> REQUIRED TASK
List every line of the data below that contains the word "woman", and treat uppercase and lowercase letters as different.

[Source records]

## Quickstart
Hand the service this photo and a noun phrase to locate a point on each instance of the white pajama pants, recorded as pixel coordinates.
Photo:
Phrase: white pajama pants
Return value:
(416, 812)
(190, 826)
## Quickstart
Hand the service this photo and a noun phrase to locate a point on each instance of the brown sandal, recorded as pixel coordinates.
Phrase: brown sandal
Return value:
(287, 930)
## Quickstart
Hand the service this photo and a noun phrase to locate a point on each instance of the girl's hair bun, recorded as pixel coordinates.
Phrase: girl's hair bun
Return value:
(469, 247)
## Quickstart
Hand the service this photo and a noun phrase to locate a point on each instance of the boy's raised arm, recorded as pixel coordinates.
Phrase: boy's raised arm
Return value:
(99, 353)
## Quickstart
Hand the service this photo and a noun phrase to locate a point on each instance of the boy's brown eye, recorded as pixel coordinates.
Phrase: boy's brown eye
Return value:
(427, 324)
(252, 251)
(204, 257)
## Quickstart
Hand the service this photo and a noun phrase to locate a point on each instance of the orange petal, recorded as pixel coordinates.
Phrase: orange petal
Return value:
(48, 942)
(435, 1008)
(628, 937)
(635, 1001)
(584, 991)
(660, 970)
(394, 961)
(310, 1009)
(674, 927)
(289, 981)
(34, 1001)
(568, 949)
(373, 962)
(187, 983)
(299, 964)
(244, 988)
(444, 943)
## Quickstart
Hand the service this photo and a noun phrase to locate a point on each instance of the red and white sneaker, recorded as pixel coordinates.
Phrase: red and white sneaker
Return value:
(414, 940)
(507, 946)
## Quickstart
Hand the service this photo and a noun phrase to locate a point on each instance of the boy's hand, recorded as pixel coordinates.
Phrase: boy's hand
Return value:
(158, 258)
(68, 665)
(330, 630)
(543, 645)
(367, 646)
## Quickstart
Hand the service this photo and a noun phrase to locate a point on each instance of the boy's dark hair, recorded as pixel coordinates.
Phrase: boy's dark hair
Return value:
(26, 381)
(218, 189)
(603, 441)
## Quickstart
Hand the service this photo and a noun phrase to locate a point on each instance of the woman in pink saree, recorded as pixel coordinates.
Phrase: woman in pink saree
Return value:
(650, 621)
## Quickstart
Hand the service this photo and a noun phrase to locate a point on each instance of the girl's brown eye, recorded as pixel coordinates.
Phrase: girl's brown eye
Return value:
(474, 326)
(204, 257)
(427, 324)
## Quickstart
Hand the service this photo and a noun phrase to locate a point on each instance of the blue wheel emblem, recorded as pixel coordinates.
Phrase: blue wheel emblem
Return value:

> WRITTEN ANSWER
Hand the service this photo and a noun phrase to locate a point on each instance of the woman in pink saree, recorded as pixel coordinates.
Phrase: woman in pink saree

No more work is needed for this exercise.